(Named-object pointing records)

□ □ □

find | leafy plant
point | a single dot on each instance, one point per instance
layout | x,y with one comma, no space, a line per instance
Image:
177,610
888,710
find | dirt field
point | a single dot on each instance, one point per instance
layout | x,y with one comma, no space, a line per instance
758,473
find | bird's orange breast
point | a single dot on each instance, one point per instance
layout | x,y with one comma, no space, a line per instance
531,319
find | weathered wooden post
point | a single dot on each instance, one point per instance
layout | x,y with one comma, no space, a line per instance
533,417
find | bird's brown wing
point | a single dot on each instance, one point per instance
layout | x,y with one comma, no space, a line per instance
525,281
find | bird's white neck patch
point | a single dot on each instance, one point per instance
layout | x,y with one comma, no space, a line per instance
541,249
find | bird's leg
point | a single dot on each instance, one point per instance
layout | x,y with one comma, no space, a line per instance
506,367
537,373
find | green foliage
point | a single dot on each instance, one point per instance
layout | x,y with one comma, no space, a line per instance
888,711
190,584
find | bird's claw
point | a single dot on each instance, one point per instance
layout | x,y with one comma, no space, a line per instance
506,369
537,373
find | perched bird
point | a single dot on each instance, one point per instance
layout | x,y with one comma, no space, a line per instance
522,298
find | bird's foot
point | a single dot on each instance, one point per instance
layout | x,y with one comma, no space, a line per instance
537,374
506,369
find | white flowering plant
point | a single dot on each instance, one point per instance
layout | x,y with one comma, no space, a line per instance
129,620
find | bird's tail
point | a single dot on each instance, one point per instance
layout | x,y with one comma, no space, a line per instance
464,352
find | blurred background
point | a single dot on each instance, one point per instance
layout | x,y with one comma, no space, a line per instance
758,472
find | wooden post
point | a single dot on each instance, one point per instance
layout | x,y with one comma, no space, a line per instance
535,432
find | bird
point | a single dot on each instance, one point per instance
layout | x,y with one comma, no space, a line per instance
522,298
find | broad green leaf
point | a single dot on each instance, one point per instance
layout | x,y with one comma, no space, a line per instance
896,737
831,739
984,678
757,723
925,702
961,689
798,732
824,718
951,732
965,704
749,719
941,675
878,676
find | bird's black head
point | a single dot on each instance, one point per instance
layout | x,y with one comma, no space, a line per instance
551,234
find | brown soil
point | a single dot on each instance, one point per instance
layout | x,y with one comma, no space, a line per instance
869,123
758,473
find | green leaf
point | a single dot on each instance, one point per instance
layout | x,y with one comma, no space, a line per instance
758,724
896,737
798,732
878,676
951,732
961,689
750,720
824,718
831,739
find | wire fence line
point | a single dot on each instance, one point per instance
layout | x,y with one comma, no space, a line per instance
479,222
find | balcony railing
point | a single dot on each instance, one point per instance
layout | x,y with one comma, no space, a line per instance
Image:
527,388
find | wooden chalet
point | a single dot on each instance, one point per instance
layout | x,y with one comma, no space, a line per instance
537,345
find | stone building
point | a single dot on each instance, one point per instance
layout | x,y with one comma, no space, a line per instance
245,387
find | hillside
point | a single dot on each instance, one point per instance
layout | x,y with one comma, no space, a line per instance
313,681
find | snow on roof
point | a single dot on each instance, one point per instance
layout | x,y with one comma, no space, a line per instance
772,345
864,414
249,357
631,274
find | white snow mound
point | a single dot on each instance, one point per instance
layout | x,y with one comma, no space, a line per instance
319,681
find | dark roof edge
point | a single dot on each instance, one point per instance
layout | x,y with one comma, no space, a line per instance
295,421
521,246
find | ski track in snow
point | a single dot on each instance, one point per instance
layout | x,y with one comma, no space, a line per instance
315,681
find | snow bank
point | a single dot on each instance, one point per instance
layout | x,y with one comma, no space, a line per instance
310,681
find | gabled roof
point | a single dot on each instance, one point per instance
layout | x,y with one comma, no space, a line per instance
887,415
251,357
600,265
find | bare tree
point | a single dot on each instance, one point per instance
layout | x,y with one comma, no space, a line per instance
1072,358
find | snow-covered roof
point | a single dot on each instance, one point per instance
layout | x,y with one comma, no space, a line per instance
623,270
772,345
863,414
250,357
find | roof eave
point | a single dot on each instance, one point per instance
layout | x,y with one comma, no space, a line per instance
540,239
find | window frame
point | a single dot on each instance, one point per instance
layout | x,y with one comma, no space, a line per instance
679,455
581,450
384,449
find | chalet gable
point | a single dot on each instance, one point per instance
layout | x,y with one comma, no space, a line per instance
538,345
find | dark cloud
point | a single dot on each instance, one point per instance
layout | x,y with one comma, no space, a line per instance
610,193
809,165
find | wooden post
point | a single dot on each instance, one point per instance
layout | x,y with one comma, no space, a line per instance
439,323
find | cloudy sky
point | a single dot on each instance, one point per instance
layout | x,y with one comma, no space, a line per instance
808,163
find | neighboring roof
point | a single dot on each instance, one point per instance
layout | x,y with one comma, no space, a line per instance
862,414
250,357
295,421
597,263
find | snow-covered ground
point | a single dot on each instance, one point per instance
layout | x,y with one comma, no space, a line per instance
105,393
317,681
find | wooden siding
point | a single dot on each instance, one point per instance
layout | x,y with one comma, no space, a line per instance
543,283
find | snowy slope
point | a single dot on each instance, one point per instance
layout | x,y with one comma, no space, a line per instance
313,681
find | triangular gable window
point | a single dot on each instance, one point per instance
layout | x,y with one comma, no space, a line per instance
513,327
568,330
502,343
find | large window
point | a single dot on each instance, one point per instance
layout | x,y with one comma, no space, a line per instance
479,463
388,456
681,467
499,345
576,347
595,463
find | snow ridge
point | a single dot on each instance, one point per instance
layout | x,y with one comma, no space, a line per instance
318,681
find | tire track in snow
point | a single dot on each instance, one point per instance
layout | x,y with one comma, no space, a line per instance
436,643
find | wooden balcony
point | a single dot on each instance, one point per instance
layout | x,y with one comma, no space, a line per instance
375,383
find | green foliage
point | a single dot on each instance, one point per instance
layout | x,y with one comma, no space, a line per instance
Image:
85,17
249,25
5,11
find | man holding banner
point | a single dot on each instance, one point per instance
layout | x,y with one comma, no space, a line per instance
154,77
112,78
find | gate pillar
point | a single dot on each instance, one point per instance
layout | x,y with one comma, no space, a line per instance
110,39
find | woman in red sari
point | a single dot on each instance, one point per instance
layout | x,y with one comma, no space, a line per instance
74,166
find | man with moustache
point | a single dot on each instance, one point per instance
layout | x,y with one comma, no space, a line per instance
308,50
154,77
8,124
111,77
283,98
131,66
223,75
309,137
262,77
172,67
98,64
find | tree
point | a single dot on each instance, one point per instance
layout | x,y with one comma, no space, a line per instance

□ □ □

**Task description:**
Please reproduce all of the entries exactly as they stand.

**The output:**
find | leafy plant
point | a single dot on each instance, one point per instance
layout | x,y with one comma, no space, a line per instance
Image:
177,610
888,710
find | dirt field
point | a single dot on each instance, one point per instance
layout | x,y with one comma, no space, a line per instance
758,473
find | bird's orange breast
point | a single dot on each instance, one point per instance
layout | x,y with one comma, no space, a line per instance
531,319
find | weathered wooden post
point | a single dot on each instance, one point per instance
layout | x,y with one comma, no space, a line per instance
533,417
find | bird's brown wing
point | a single dot on each instance, one point per instance
layout | x,y with one comma, no space, a line per instance
525,281
find | bird's white neck patch
point | a single dot on each instance, one point per instance
layout | x,y with one comma, no space, a line per instance
541,249
find | bird's leg
point | a single dot on each instance, one point per instance
layout | x,y with one comma, no space, a line per instance
506,367
537,373
find | green foliage
point | a single dot on each instance, one point per instance
layout | x,y with one comma, no space, a line per instance
888,711
190,584
find | bird's claw
point | a single dot on each instance, one point per instance
layout | x,y with one comma, no space, a line per instance
506,369
537,373
find | perched bird
point | a single dot on each instance, one point per instance
layout | x,y with one comma, no space, a line per instance
522,298
find | bird's foot
point | a single dot on each instance, one point per instance
layout | x,y with one comma, no space, a line per instance
537,374
506,369
find | white flowering plant
point | a single dot on each instance, one point per instance
layout | x,y with one comma, no space, a line per instance
129,620
find | bird's tail
point | a single dot on each instance, one point per instance
layout | x,y with one comma, no space, a line per instance
464,352
find | blurred background
point | a single dot on each instance, one point per instance
layout | x,y with one comma, no space, a line per instance
758,472
find | wooden post
point | a single dot on each instance, one point per instance
layout | x,y with one comma, no space, a line per instance
535,432
find | bird
point | a single dot on each instance, one point per instance
layout | x,y with one comma, no space, a line per instance
522,298
find | broad green leaf
point | a single dot on each instance, one point per instance
layout | x,y with one comma, no space, a line per instance
896,737
831,739
984,678
757,723
925,702
961,689
798,732
824,718
951,732
965,704
749,719
941,675
878,676
find | bird's black head
point | a single dot on each instance, one point per instance
layout | x,y with one comma, no space, a line per instance
551,234
find | brown soil
point | a single dot on each instance, one point per instance
layout | x,y with one comma, no space, a line per instance
869,123
758,473
find | green leaf
point | a single dot on each instance, one point per instance
layout | x,y with one comma, no space, a line per instance
758,724
896,737
798,732
878,676
951,732
961,689
750,720
824,718
831,739
find | wire fence line
point | a single dot on each instance, one point per instance
layout | x,y with one comma, no space, a line per instance
479,222
find | balcony railing
point | a single dot on each instance, one point per instance
layout | x,y with one comma, no space, a line per instance
Image:
527,388
find | wooden chalet
point | a single dot on each instance, one point per instance
layout | x,y with one comma, no space, a line per instance
537,345
find | stone building
point | a single dot on each instance, one point per instance
layout | x,y with one comma, no space, a line per instance
245,387
find | hillside
point | a single dot on each instance, one point per instance
layout | x,y with one comma, no space, a line per instance
313,681
find | snow on roof
point | a single dot on each instance, one point per instance
layout | x,y with one comma, no space, a line per instance
772,345
864,414
249,357
631,274
find | white snow mound
point | a single dot on each instance, one point per instance
layout | x,y with one comma, no space, a line per instance
319,681
find | dark roof edge
point | a single dot on each instance, one point per instance
layout | x,y with one comma, no space, a line per instance
295,421
521,246
find | ski track in snow
point | a single dot on each instance, one point per instance
layout | x,y with one comma, no space, a line per instance
315,681
find | snow bank
point | a single dot on each instance, one point per instance
layout | x,y with one comma, no space, a line per instance
310,681
find | gabled roof
point | a single dot on each instance, one point per instance
layout | x,y with one comma, no space, a line per instance
887,415
251,357
600,265
find | bare tree
point | a single dot on each instance, one point per instance
layout | x,y with one comma, no space, a line per instance
1072,358
find | snow-covered roof
point | a single dot on each instance, one point per instance
layout | x,y with one comma, no space, a line per instance
623,270
772,345
863,414
250,357
find | roof eave
point | a single dot on each instance, one point per instance
layout | x,y with one comma, no space, a line per instance
540,239
find | window frame
point | a single dot on each instance, one point per instance
layout | x,y with one comma, no space, a line per instance
679,455
581,450
384,449
find | chalet gable
point | a single dot on each instance, one point per instance
layout | x,y with one comma, no space, a line per instance
538,345
find | dark cloud
point | a single dot on each instance, one point per instance
layout | x,y with one comma, no space, a line per instance
610,193
809,165
find | wooden post
point | a single dot on each instance, one point per instance
layout | x,y with one comma, no space, a line per instance
439,323
find | cloudy sky
point | a single dot on each instance, one point per instance
layout | x,y with one comma, no space, a line per instance
808,163
find | neighboring roof
point | a single dot on each instance, one point per instance
layout | x,y with one comma, no space, a line per instance
862,414
250,357
295,421
597,263
find | snow-covered ground
point | a single dot on each instance, one point per instance
layout | x,y with one comma, no space, a line per instance
105,393
317,681
find | wooden siding
point | a single dot on each instance, one point per instance
layout | x,y with one comma, no space, a line per instance
543,283
find | snowy slope
point | a single dot on each instance, one point per instance
layout | x,y with one comma, no space, a line per instance
313,681
find | triangular gable window
point | a single dot on each instance, one point per instance
layout | x,y with one comma, no space, a line per instance
513,327
568,330
502,343
find | large window
point | a single dot on each instance, one point per instance
layout | x,y with one comma, no space, a line per instance
479,463
388,456
681,467
499,345
576,347
595,463
find | snow ridge
point | a single dot on each instance, one point per instance
layout | x,y with one comma, no space, a line per instance
318,681
find | tire track in snow
point | a single dot on each instance, one point per instance
layout | x,y with one comma, no space, a line per instance
436,643
find | wooden balcony
point | a single dot on each instance, one point per instance
layout | x,y with one comma, no space, a line per instance
375,383
find | green foliage
point | a single dot on each instance, one point per instance
layout | x,y with one comma, no space, a line per instance
Image:
85,17
249,25
5,11
find | man holding banner
point | a single dot on each instance, one point per instance
layout | x,y with one comma, no space, a line per instance
154,77
112,78
find | gate pillar
point | a single dot on each instance, one point per instance
layout | x,y with one comma, no space, a line per instance
110,39
find | woman in red sari
point | a single dot on each instance, one point per instance
layout | x,y with one comma, no space, a line per instance
74,166
find | man with moustache
point | a single dot on each instance, one point per instance
layout | x,y with one comma, no space, a line per instance
308,50
154,77
8,124
111,77
283,98
131,66
223,75
309,137
262,77
172,67
98,64
find | tree
point | a single dot on each instance, one point per instance
layout | x,y with one comma, no space, a line per instance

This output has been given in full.